__AIM__: Recast the lines of the rows below as a JSON list of strings, with one string per line and blank lines left out.

__Object pointing dataset rows__:

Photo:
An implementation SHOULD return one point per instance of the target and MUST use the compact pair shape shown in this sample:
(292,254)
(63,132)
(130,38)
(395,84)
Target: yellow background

__EXPECTED ANSWER__:
[
  "Photo:",
  "An implementation SHOULD return one point per instance of the target and MUST use the compact pair shape shown in this sample:",
  "(292,254)",
  "(63,132)",
  "(130,38)",
  "(395,84)",
  "Target: yellow background"
]